• _WORK TO DO_:
Omit the pictures, then reproduce every remaining record exactly.

• _Data extracted from a collection_:
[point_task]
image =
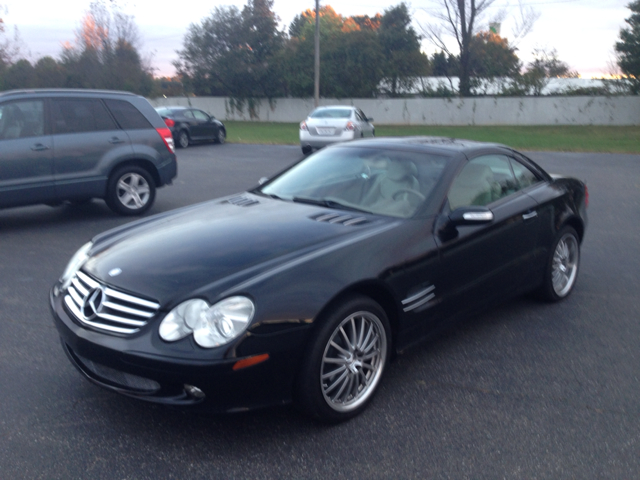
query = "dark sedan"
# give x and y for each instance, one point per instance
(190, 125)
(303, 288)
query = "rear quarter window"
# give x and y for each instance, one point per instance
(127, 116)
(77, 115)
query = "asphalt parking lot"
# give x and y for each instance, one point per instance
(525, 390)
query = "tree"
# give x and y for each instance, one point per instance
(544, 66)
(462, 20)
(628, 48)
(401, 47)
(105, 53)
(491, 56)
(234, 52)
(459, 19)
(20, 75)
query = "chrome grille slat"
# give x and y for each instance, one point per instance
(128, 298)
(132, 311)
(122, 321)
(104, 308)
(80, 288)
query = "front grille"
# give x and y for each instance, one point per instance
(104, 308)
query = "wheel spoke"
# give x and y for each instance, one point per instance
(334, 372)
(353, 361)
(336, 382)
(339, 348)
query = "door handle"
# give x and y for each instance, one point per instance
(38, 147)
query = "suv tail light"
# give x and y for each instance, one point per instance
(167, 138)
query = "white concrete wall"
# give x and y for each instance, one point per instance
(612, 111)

• _ANSWER TO THIS PROBLEM_:
[point_task]
image =
query = "dark sedan"
# give x and y for each instance, one point per instance
(190, 125)
(303, 288)
query = "rear quarter window"
# give x and y for each instance, one point per instance
(127, 116)
(77, 115)
query = "asphalt parking lot"
# give x and y for each instance, one point per instance
(525, 390)
query = "tree"
# give x and y for each instance, one point per instance
(544, 66)
(462, 20)
(628, 48)
(401, 47)
(105, 53)
(491, 56)
(234, 52)
(459, 19)
(20, 75)
query = "chrome grille slat"
# give x and y for each instance, one point per instance
(128, 298)
(132, 311)
(122, 321)
(104, 308)
(80, 288)
query = "front grille"
# give x and y for each instance, one point per instance
(104, 308)
query = "wheel spoke"
# give x and y for each instance, one point per instance
(334, 372)
(353, 361)
(336, 382)
(339, 348)
query = "door handle"
# give x and y for each instance, one point per instance
(38, 147)
query = "suv tail light"
# give x and y for each instance, one point per instance
(167, 138)
query = "white concrete wall"
# give x and y for each instance, one point per instance
(612, 111)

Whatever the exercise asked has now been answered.